• _Your goal_: Can you print every record below exactly as written?

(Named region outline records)
# # # # #

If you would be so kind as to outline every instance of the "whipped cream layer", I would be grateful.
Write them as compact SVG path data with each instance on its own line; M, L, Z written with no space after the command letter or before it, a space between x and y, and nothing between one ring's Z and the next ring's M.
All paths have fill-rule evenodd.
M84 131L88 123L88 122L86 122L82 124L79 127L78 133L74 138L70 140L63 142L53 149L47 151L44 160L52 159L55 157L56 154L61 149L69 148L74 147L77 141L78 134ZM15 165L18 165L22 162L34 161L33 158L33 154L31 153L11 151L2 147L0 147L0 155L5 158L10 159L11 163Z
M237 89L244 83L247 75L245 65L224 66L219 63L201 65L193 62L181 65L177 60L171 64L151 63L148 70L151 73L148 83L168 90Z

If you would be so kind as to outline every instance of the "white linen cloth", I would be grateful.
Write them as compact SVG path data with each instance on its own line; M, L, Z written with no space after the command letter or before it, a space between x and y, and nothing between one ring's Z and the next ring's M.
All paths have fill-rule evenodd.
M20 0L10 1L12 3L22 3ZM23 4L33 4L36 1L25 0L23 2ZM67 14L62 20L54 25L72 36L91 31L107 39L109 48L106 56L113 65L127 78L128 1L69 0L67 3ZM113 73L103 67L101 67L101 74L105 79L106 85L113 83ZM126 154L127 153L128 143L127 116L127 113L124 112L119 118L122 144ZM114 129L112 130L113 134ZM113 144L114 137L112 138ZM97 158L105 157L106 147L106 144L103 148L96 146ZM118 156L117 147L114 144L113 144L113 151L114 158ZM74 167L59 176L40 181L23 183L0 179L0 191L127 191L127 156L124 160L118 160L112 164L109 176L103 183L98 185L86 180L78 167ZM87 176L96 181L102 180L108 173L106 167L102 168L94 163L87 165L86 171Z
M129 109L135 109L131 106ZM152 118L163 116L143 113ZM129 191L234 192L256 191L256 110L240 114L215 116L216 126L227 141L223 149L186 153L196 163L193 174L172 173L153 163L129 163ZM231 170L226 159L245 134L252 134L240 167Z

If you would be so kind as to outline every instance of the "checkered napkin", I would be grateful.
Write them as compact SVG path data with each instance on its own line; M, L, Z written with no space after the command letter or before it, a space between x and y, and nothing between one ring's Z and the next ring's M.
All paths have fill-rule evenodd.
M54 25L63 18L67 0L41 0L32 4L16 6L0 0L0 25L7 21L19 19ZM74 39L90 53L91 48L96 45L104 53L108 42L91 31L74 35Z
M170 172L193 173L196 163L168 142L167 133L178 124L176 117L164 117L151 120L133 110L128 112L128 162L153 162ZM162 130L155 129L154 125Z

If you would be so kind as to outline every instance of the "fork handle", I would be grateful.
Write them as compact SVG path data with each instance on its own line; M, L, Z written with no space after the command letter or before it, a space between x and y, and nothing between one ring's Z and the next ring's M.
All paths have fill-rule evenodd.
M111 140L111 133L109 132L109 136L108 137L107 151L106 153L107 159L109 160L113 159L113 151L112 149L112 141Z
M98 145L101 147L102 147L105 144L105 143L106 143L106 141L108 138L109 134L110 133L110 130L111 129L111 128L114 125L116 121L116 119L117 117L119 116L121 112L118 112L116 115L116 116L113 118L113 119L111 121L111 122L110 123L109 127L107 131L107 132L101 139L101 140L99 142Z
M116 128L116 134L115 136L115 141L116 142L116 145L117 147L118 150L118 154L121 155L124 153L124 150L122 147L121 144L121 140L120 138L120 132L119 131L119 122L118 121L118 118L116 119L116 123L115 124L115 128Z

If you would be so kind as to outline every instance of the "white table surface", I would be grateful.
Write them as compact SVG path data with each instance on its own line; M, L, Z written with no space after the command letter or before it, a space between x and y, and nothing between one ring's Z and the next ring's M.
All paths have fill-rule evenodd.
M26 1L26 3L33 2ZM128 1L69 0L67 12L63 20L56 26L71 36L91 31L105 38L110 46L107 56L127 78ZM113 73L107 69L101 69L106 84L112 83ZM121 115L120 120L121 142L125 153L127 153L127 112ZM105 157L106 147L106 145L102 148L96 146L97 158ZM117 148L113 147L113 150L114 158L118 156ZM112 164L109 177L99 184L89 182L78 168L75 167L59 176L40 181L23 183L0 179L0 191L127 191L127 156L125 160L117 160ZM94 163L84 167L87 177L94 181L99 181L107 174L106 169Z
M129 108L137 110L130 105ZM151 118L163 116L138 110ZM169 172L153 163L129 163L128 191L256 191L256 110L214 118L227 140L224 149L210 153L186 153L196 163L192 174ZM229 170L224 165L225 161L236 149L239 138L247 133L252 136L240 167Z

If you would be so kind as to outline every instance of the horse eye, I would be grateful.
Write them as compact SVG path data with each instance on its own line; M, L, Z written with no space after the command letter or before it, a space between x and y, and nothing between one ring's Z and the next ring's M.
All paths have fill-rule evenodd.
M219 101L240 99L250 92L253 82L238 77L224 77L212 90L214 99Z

# # # # #

• _Complete response_:
If you would be so kind as to outline every instance of the "whipped cream layer", I would be grateful.
Write them as compact SVG path data with each instance on its own line; M, L, Z written with no space after the command letter or before it, a space between x and y, and nothing between one ring's Z and the next ring's M.
All paths have fill-rule evenodd.
M84 131L88 123L88 122L86 122L82 124L79 127L78 133L74 138L70 140L63 142L53 149L47 151L44 160L52 159L55 157L56 154L61 149L69 148L74 147L77 141L78 134ZM15 165L18 165L22 162L34 161L33 158L33 154L31 153L11 151L2 147L0 147L0 155L5 158L10 159L11 163Z
M237 89L244 83L247 75L245 65L224 66L219 63L201 65L193 62L181 65L177 60L171 64L151 63L148 70L151 73L148 83L168 90Z

If you would be so kind as to outline every instance of the "white linen cloth", I would be grateful.
Write them as compact SVG path data with each instance on its own line; M, L, Z written with no space after the command letter or before it, a space between x and y, and nothing between one ring's Z and the next ring's M.
All paths have fill-rule evenodd.
M20 0L10 1L12 3L22 3ZM23 4L33 4L36 1L25 0L23 2ZM67 14L62 20L54 25L72 36L91 31L107 39L109 48L106 56L113 65L127 78L128 1L69 0L67 3ZM113 73L103 67L101 67L101 74L105 79L106 85L113 83ZM126 154L127 153L128 143L127 116L127 113L124 112L119 118L122 144ZM114 129L112 130L113 134ZM113 144L114 137L112 138ZM97 158L105 157L106 147L106 144L103 148L96 146ZM118 156L117 147L114 144L113 144L113 151L114 158ZM74 167L59 176L40 181L23 183L0 179L0 191L127 191L127 156L124 160L118 160L112 164L109 176L103 183L98 185L86 180L78 167ZM87 176L96 181L102 180L108 173L106 167L102 168L94 163L87 165L86 171Z
M129 109L135 109L131 106ZM152 118L163 116L143 113ZM129 191L234 192L256 191L256 110L240 114L215 116L216 126L227 141L223 149L186 153L196 163L193 174L172 173L153 163L129 163ZM231 170L226 159L245 134L252 134L240 167Z

If you would be so kind as to outline every instance of the "checkered napkin", I would be grateful.
Write them as compact SVG path data with each instance on its own line; M, L, Z written with no space after the command letter or before it, a space between x and y, and nothing between one ring's Z and the next ring's M.
All paths have fill-rule evenodd.
M54 25L63 18L67 0L41 0L32 4L16 6L0 0L0 25L7 21L19 19ZM74 39L90 53L91 48L96 45L104 53L108 42L91 31L74 35Z
M170 172L193 173L196 163L168 142L167 133L178 124L176 117L164 117L151 120L133 110L128 112L128 162L153 162ZM162 130L155 129L154 125Z

If you would be so kind as to outline every instance of the "fork handle", I would be grateful.
Write them as compact SVG path data with each instance on its own line; M, L, Z written with no space after the command letter or before it, a space between x and y, and nothing between one ring's Z and the next ring's M.
All paths have fill-rule evenodd.
M111 140L111 133L109 132L109 136L108 137L107 151L106 153L107 159L109 160L113 159L113 151L112 149L112 141Z
M98 145L101 147L102 147L105 144L105 143L106 143L106 141L108 138L109 134L110 133L110 130L111 129L111 128L114 125L116 121L116 119L117 117L119 116L121 112L118 112L116 115L116 116L113 118L113 119L111 121L111 122L110 123L109 127L107 131L107 132L101 139L101 140L99 142Z
M116 128L116 134L115 136L115 141L116 142L116 145L117 147L118 150L118 154L121 155L124 153L124 150L122 147L121 144L121 140L120 138L120 132L119 131L119 122L118 121L118 118L116 119L116 123L115 124L115 128Z

If you would be so kind as to outline every instance of the "white table surface", I would be grateful.
Write them as compact SVG path data with each instance on its own line; M, L, Z written with no space after the command letter or before it, a space between x and y, and nothing between one ring's Z and the next ring's M.
All paths have fill-rule evenodd.
M26 1L26 3L33 2ZM128 1L69 0L67 12L63 20L56 26L71 36L91 31L105 38L110 46L107 56L127 78ZM113 73L107 69L101 69L106 84L112 83ZM121 115L120 120L121 142L125 153L127 153L127 112ZM105 157L106 147L106 145L102 148L96 146L97 158ZM117 148L113 147L113 150L114 158L118 156ZM112 164L109 177L99 184L89 182L78 168L75 167L59 176L40 181L23 183L0 179L0 191L127 191L127 156L125 160L117 160ZM94 163L84 167L87 177L94 181L99 181L107 174L106 169Z
M129 108L137 110L130 105ZM151 118L163 116L138 110ZM169 172L153 163L129 163L128 191L256 191L256 110L214 118L227 140L224 149L210 153L186 153L196 163L192 174ZM229 170L224 165L225 161L236 149L239 138L247 133L252 136L240 167Z

If you would be so kind as to outline every instance of the horse eye, I would be grateful.
Write them as compact SVG path data with each instance on its own line; M, L, Z written with no space after the command letter or before it, a space between x and y, and nothing between one ring's Z and the next ring's M.
All paths have fill-rule evenodd.
M219 101L240 99L250 92L253 82L238 77L224 77L212 90L214 99Z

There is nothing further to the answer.